Instructions for the task ::
Of the entries that follow, how many lines hold the word "rock"? Reply with the number only.

# # # # # # #

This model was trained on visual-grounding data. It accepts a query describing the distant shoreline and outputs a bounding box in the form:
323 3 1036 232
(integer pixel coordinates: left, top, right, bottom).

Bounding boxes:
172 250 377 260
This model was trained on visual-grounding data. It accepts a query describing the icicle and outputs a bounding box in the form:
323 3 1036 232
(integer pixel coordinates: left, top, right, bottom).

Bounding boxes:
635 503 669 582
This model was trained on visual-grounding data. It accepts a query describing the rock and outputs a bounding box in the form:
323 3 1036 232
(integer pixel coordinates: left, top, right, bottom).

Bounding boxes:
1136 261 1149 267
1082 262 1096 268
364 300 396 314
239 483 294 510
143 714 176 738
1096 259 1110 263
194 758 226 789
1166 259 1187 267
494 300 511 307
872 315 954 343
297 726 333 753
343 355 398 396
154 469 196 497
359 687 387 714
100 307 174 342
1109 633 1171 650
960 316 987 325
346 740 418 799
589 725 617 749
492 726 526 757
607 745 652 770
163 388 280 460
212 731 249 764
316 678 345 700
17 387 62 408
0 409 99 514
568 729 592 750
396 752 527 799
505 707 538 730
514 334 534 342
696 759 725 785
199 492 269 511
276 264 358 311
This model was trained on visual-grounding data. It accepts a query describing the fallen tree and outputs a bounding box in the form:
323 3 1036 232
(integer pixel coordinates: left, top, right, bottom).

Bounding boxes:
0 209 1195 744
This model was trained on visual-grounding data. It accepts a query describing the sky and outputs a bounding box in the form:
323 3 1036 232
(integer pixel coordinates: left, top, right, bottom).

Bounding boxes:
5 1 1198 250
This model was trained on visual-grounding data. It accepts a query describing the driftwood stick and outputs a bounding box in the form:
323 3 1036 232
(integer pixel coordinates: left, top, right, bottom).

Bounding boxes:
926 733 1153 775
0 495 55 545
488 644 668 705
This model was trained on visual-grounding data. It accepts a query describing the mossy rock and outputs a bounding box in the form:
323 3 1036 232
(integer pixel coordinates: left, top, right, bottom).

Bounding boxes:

# # # # # # #

Reply ::
2